# Data for this exercise start

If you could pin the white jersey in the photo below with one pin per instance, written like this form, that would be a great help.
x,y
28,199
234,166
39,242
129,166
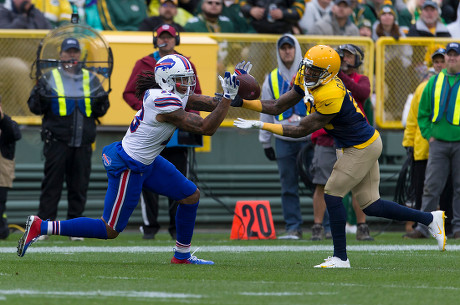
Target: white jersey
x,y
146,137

# Data for this exercise end
# Data for this exercise start

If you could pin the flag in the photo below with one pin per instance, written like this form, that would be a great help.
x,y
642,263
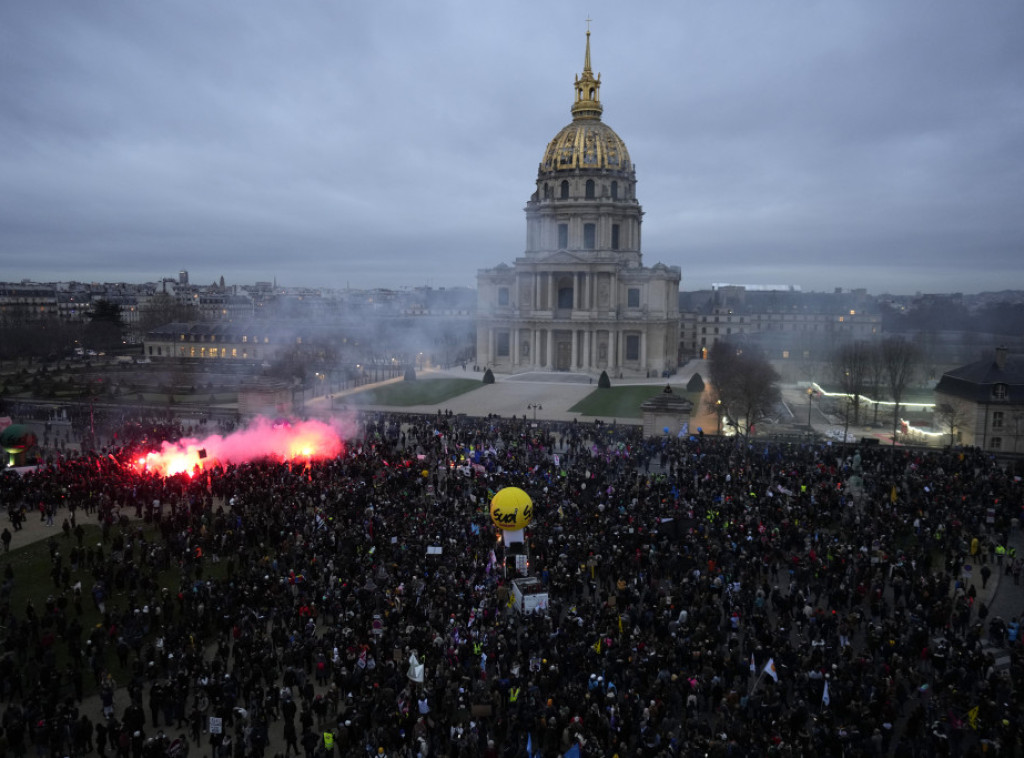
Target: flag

# Data for this exercise end
# Data for this exercise start

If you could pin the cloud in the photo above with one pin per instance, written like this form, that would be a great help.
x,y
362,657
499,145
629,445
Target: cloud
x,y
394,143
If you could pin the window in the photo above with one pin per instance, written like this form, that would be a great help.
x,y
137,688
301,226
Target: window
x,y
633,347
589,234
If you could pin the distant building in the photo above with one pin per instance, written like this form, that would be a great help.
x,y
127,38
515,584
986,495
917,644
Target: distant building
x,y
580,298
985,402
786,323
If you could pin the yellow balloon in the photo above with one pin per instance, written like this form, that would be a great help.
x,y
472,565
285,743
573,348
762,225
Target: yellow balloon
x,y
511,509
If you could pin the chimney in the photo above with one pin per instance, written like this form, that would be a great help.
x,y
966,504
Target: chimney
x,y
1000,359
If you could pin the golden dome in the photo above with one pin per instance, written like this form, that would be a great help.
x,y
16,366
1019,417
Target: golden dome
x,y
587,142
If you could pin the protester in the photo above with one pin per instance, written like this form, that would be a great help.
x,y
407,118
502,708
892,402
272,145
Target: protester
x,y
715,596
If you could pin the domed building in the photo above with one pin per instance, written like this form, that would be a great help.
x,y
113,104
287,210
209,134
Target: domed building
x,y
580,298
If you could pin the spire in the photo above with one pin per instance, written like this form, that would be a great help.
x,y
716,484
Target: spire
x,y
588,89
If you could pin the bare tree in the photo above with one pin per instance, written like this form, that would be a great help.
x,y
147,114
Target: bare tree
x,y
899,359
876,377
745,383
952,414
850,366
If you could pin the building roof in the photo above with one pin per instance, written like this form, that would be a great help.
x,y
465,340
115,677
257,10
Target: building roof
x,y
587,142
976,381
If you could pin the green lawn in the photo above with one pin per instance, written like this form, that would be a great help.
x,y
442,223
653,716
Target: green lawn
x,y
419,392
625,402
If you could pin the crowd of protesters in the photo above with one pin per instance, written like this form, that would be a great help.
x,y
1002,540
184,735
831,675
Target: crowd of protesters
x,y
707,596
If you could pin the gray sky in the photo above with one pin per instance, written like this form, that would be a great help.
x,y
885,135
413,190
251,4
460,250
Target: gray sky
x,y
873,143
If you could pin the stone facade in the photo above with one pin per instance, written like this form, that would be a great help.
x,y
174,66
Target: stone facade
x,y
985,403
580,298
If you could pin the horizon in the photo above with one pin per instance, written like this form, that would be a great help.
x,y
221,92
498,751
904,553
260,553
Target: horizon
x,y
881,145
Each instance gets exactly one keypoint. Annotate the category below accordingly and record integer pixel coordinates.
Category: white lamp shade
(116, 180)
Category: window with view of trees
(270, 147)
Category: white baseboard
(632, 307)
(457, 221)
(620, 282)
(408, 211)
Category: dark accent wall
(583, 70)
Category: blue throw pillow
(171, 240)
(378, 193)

# Data for this exercise end

◆ Task to carry out ◆
Which lines of the listing above contain the word "green"? Copy each of them in full.

◆ The output ◆
If you could pin the green lawn in the photo above with one pin per instance, written like this form, that would be a great help.
Target: green lawn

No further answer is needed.